Material for this task below:
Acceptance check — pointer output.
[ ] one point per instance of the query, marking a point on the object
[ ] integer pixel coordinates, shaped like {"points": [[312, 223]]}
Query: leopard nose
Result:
End of Material for this task.
§ **Aim of the task**: The required answer is the line with "[ ] integer" plus every line after it to the end of the entries above, transcribed exactly.

§ **Solved exercise**:
[ ] integer pixel coordinates, shaped like {"points": [[312, 223]]}
Query: leopard nose
Result:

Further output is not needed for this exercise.